§ **TEXT UNDER STUDY**:
*** Begin section ***

Search This Blog

Thursday 4 December 2014

4 years of melanoma matrimony

Well, here I am. 4 years post diagnosis. It feels like forever ago but also like yesterday. I'll never forget that day, the day my life changed more than ever before and the day that life became so much valuable to me than ever before. 

Let me get one thing straight: I do not post stuff about my melanoma to garner sympathy or to dwell on all I went through, I only post out of obligation to keep a dialogue of awareness amongst all who will listen, and think about their skin. When I was diagnosed I still didn't believe that melanoma could actually kill me, and I believed that because I was young I was immune to death, and I felt like most people thought the same way about the disease, which scared me into wanting to raise awareness. I did what I wanted to do, and felt like I made my difference, and to be honest it's hard to stay active when all you want to do is just move on, forget a little about it all, be "normal" again. Which I never will be but that's ok. Either way, at least once a year I will share bits of my year and a half experience with actively fighting the illness with surgery and treatment, and hopefully my experience is enough to scare other young people out of using tanning beds or baking in the sun without SPF. Yes, I'm trying to scare people out of those habits, because I've noticed that you can "raise awareness" but if you don't also "raise fear" people are less likely to stop tanning. 


I like these four pictures because they say a lot of the physical side of melanoma. Surgery. Nurses. Tubes. Blood. Sores. Pain. Melanoma hurt. There was a lot of physical hell during that year and a half. My body had turned against me, and living in it was utter hell. After my surgery I came down with lymphedema, which is a buildup of fluid in a limb, in my case my leg. I didn't walk normally for almost 6 months after, and in my dreams sometimes I still limp. It's amazing that the body can return to almost normal with time and healing, and all that is left is the scars to remind you.

Melanoma hurt. I remember the second week of treatment, I had every weekend off so Saturday came and I wanted to join some friends at a movie at west ed. I got out of the vehicle at the mall and my legs crumpled beneath me, I felt like a marionette. I could not stand on my own. I went home, feeling defeated, feeling like I was dying, like I couldn't even keep my eyes open and wondered if they would ever open again. I wondered how I was going to get through a year of this medicine that might improve my chances of survival. I wondered who I was going to become as a result of this, and who I was going to be now while in the haze of this illness. I felt like I was trapped inside of a shell. The reality of what I was going through hit me just then. 

I got sicker and sicker that weekend, and it went beyond the typical side effects for the drug. I truly felt like I was going to die. Every second felt like agony and my body was angry. So tired, I slept all the way trough that weekend.

Monday comes and I go to the cross cancer institute to see my oncologist. I saw him every Monday for months. Mondays are clinic day, so the halls are filled with sick people waiting to see their doc. It's the worst place in the world to me. I remember feeling so horrible I considered asking for a wheelchair because walking was hard, both from lymphedema and just general weakness from the drugs, but I didn't, because one thing I hate is looking like a pussy. Ha.

I got my blood checked and they told me keep up the water but they'd delay my next infusion until they saw my lab results, so go home a while. I remember my dad picking me up, going to my parents and my brother was there, and I lay on the couch while they ate lunch, and I may have had one or two bites. Then a while later the cross called me and said that I had zero liver enzymes and zero white blood cell count, so I was really very ill. Take a week off they said, and next week we will resume at half the dose.

*** End section ***

§ **WHAT THIS EXERCISE ASKS**:
A) In the paragraph of the melanoma blog post that opens with "I like these four pictures," list every sentence that consists of a single word.
B) Reproduce everything in the melanoma blog post from "Monday comes and" down to "a pussy. Ha.", word for word.
The lines that follow the melanoma blog post come from a different source.

§ **INFORMATION SUPPLIED**:
*** Begin section ***

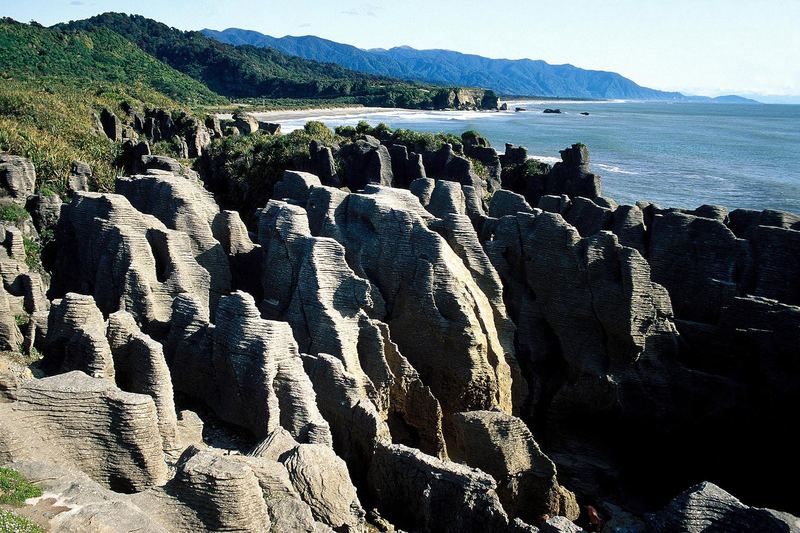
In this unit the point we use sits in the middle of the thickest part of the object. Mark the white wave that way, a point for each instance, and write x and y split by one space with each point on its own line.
614 169
545 159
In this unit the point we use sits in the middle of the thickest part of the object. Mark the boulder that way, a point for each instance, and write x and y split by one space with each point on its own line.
79 175
86 423
707 508
245 123
112 125
45 211
503 446
421 493
17 178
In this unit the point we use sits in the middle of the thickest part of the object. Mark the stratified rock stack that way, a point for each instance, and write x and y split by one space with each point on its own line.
85 423
248 370
126 260
410 352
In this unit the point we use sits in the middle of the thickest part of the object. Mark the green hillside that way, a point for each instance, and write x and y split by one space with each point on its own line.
259 73
53 82
100 55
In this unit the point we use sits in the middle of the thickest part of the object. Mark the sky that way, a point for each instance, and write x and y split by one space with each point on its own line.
704 47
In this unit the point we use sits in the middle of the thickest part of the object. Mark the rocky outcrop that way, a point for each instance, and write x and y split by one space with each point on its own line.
140 367
245 123
408 265
126 260
421 493
366 161
17 178
503 446
248 370
217 493
112 125
186 207
86 423
707 508
76 338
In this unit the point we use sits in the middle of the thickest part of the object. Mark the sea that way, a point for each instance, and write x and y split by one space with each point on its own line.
674 154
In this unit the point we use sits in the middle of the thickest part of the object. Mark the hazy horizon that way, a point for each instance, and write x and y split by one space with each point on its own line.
711 48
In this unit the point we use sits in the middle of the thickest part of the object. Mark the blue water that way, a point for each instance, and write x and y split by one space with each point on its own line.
677 155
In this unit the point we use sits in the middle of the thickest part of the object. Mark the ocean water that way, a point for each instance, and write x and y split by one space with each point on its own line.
677 155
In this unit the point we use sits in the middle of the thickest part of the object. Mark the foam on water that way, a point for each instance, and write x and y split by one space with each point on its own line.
675 154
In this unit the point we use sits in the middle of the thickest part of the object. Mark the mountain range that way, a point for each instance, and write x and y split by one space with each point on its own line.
517 77
264 73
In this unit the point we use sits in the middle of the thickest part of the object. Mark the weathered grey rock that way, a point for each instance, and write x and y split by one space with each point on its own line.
707 508
10 335
559 524
76 339
87 423
296 185
588 217
245 123
408 264
422 188
308 283
44 210
554 204
140 367
629 227
86 505
700 262
421 493
508 203
323 164
322 481
446 199
17 178
198 139
447 164
366 161
79 175
503 446
223 492
112 125
125 259
184 206
356 425
776 261
248 370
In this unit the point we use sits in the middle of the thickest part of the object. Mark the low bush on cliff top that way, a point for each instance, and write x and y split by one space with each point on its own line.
15 489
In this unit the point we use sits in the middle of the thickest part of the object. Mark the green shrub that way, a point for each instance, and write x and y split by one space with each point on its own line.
13 213
13 523
15 489
33 253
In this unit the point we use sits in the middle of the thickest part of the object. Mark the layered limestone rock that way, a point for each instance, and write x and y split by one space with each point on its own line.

*** End section ***

§ **RESPONSES IN ORDER**:
A) Surgery. Nurses. Tubes. Blood. Sores. Pain.

B)
Monday comes and I go to the cross cancer institute to see my oncologist. I saw him every Monday for months. Mondays are clinic day, so the halls are filled with sick people waiting to see their doc. It's the worst place in the world to me. I remember feeling so horrible I considered asking for a wheelchair because walking was hard, both from lymphedema and just general weakness from the drugs, but I didn't, because one thing I hate is looking like a pussy. Ha.